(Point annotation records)
..............................
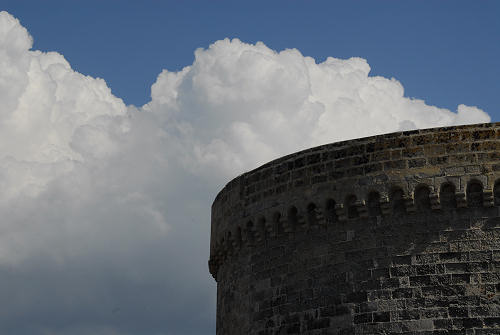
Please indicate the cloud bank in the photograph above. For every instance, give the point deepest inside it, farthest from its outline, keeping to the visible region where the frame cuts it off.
(105, 207)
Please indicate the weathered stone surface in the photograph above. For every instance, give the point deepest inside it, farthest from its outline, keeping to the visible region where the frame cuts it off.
(391, 234)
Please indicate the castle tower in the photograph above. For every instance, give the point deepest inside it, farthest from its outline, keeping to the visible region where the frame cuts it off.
(390, 234)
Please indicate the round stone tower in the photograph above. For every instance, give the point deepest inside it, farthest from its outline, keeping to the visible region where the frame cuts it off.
(390, 234)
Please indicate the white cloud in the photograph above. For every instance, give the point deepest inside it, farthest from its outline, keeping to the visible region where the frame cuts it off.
(108, 205)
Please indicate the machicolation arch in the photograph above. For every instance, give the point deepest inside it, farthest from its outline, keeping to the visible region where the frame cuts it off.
(390, 234)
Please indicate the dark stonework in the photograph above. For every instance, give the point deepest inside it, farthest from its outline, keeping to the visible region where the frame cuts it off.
(391, 234)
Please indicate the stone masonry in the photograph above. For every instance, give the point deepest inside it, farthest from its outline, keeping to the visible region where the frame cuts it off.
(390, 234)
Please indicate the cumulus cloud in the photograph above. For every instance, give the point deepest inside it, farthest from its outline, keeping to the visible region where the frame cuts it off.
(105, 207)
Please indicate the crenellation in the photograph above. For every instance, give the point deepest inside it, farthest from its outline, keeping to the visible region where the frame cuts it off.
(394, 234)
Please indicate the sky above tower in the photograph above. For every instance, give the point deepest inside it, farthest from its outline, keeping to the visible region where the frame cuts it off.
(120, 121)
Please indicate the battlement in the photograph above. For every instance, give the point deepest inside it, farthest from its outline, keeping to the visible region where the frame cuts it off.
(448, 176)
(401, 172)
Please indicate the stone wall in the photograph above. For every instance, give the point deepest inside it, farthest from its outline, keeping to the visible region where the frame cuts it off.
(391, 234)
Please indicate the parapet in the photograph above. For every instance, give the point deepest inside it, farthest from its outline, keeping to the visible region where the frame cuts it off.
(438, 173)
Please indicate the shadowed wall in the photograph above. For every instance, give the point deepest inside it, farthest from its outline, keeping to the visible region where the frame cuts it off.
(391, 234)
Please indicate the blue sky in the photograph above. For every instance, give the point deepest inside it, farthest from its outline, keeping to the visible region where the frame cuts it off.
(442, 51)
(105, 203)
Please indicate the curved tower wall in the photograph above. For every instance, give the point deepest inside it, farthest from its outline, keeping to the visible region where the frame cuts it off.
(391, 234)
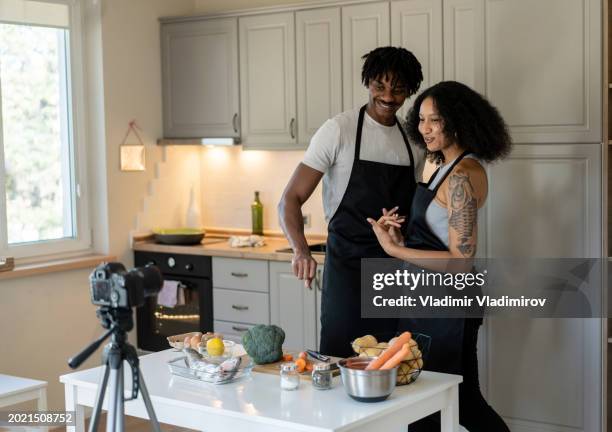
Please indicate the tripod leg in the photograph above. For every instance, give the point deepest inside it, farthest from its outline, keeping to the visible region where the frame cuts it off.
(114, 393)
(95, 418)
(120, 417)
(147, 400)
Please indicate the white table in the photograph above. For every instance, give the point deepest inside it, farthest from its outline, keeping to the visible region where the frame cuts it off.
(14, 390)
(258, 404)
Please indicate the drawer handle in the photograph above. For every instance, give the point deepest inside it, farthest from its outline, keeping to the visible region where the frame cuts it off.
(234, 122)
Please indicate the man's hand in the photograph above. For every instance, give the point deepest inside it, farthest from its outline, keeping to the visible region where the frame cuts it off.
(383, 236)
(304, 267)
(391, 222)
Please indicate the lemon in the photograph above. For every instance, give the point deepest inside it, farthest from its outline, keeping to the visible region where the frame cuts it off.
(215, 347)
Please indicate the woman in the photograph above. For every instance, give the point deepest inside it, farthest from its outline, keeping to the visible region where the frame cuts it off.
(460, 130)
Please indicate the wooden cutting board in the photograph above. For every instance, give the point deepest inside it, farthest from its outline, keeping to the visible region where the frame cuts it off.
(274, 368)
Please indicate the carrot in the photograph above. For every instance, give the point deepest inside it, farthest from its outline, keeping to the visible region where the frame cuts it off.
(402, 339)
(397, 358)
(301, 364)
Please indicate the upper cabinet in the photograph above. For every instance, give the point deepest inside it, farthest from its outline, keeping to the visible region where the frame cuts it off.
(267, 81)
(546, 78)
(464, 42)
(538, 62)
(319, 69)
(200, 78)
(364, 27)
(417, 26)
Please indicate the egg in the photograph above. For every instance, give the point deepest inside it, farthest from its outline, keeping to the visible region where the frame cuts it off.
(195, 341)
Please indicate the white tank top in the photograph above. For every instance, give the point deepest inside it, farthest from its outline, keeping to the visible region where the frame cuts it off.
(436, 215)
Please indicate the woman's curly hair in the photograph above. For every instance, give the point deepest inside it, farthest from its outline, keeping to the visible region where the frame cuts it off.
(468, 118)
(399, 62)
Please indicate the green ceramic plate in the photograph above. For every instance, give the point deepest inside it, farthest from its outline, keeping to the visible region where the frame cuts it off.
(179, 236)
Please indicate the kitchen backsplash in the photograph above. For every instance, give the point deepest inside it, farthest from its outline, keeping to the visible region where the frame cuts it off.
(229, 177)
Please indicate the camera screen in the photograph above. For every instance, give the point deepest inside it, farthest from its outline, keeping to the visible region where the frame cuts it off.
(100, 290)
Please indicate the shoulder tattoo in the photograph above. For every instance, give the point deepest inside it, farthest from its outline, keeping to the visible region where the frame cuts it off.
(464, 209)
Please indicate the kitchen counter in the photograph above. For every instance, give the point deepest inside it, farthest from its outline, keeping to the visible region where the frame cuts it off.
(223, 249)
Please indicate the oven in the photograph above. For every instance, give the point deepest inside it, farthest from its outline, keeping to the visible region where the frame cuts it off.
(190, 277)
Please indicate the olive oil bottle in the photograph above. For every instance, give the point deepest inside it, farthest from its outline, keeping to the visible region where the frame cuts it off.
(257, 215)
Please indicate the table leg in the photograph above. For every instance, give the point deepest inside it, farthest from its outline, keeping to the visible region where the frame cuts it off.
(72, 405)
(41, 404)
(450, 413)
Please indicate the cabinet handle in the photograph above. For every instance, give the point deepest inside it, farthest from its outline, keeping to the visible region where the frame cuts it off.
(235, 122)
(318, 280)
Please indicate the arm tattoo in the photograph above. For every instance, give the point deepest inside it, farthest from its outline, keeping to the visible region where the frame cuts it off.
(464, 208)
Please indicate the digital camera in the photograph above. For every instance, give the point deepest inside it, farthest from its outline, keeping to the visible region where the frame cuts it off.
(113, 286)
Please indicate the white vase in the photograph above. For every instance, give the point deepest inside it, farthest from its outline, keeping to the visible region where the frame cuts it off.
(192, 218)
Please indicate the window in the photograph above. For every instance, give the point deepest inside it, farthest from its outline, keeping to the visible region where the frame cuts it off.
(41, 137)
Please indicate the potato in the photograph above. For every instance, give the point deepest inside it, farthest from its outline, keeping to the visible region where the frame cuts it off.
(372, 352)
(369, 341)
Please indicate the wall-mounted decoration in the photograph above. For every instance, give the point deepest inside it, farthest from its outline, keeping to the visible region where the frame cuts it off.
(132, 156)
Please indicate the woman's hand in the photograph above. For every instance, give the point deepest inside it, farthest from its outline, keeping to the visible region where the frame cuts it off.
(383, 236)
(392, 223)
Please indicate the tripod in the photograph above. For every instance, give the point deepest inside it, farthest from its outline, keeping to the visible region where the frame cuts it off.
(119, 322)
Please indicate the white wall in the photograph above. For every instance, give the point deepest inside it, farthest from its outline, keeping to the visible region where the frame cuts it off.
(230, 176)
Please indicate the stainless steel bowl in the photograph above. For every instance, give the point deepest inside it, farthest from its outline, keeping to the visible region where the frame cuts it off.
(363, 385)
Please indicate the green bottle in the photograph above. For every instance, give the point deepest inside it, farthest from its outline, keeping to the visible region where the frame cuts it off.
(257, 215)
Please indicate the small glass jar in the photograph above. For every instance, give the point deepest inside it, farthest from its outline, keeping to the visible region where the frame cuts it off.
(290, 378)
(322, 376)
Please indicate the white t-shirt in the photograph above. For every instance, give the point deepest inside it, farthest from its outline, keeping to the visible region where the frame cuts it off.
(332, 149)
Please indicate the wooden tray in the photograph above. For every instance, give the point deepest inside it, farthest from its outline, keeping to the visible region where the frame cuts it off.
(274, 368)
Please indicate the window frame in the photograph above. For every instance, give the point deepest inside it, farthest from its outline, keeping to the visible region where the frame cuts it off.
(81, 244)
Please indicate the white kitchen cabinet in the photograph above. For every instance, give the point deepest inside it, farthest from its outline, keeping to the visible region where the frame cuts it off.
(544, 374)
(464, 42)
(364, 27)
(319, 69)
(318, 294)
(546, 79)
(267, 81)
(200, 78)
(293, 307)
(417, 26)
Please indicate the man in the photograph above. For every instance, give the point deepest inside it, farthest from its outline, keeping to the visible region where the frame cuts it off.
(367, 165)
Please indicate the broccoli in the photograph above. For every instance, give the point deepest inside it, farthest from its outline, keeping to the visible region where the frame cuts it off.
(264, 343)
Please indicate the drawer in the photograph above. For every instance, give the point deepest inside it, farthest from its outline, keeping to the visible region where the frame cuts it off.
(241, 274)
(241, 306)
(231, 330)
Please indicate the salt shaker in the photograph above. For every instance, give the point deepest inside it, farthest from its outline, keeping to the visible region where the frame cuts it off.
(322, 376)
(290, 378)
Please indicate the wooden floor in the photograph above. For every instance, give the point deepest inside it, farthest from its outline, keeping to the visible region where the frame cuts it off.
(132, 424)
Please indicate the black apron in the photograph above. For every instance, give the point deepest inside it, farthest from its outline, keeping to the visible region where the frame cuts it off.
(372, 186)
(445, 352)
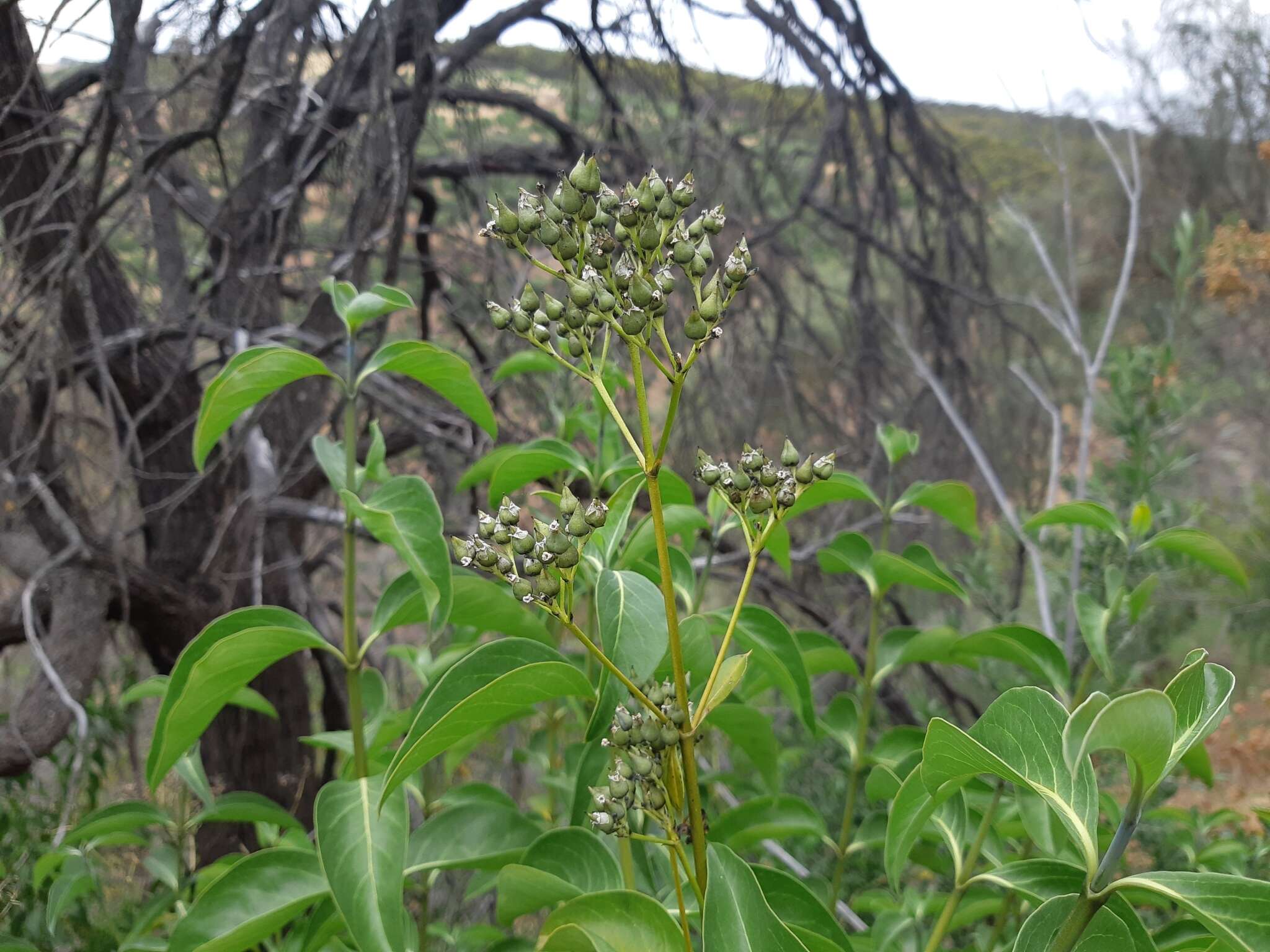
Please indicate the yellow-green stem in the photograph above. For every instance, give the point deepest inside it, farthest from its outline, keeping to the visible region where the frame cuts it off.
(693, 790)
(352, 653)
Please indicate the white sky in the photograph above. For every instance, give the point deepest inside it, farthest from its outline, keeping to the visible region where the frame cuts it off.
(992, 52)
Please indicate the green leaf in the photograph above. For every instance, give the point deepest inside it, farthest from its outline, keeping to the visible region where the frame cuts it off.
(1140, 725)
(526, 362)
(1232, 908)
(840, 488)
(361, 832)
(1019, 739)
(214, 667)
(737, 917)
(498, 681)
(732, 672)
(773, 816)
(629, 922)
(633, 632)
(488, 606)
(1023, 646)
(1037, 880)
(1094, 620)
(897, 442)
(118, 818)
(441, 371)
(1203, 549)
(403, 513)
(253, 901)
(751, 730)
(801, 908)
(951, 500)
(849, 552)
(1078, 513)
(1105, 932)
(558, 866)
(917, 568)
(471, 837)
(248, 379)
(774, 649)
(680, 521)
(246, 806)
(1199, 694)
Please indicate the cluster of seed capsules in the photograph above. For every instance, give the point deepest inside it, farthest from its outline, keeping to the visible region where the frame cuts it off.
(618, 255)
(548, 555)
(641, 743)
(758, 484)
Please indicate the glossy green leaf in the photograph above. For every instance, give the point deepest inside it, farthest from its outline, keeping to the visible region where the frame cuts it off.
(949, 499)
(1233, 908)
(248, 379)
(1078, 513)
(773, 648)
(1094, 620)
(631, 631)
(246, 806)
(737, 917)
(214, 667)
(1140, 725)
(526, 362)
(799, 908)
(558, 866)
(1019, 739)
(495, 682)
(117, 818)
(773, 816)
(361, 833)
(1023, 646)
(1105, 932)
(1202, 547)
(751, 730)
(470, 837)
(253, 901)
(840, 488)
(629, 922)
(1201, 694)
(403, 513)
(441, 371)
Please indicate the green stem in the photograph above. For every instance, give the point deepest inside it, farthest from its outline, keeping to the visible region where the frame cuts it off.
(352, 653)
(691, 787)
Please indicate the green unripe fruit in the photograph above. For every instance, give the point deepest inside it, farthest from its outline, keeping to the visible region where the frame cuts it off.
(695, 328)
(580, 293)
(499, 315)
(549, 232)
(789, 455)
(568, 559)
(641, 293)
(634, 323)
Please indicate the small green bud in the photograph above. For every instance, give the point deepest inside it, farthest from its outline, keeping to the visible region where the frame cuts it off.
(499, 315)
(641, 293)
(634, 322)
(505, 218)
(580, 293)
(597, 514)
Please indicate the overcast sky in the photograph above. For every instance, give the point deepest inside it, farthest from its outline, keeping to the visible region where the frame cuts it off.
(993, 52)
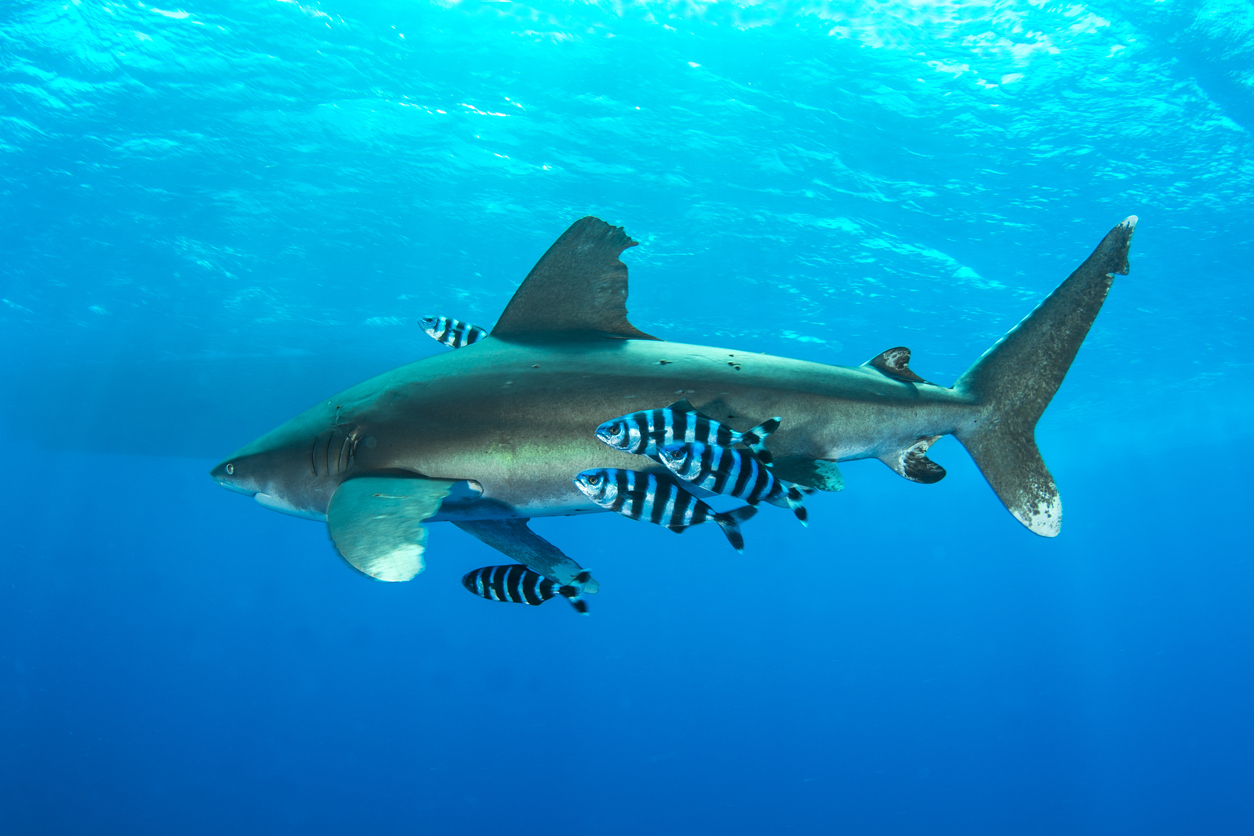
..............................
■ Directions for this task
Locate every line in the records above that contains the word "bottle" and copy each of those lines.

■ Exercise output
Please indicate the olive oil bottle in the photograph above. For every instance, give the point deepest inside it, farthest from its outline, keeping to the visible region where the frame cuts it off.
Please indicate the green bottle in the photograph above. For every instance, give the point deepest inside it, farthest from its outline, keeping to the visible region where the frame cuts it off.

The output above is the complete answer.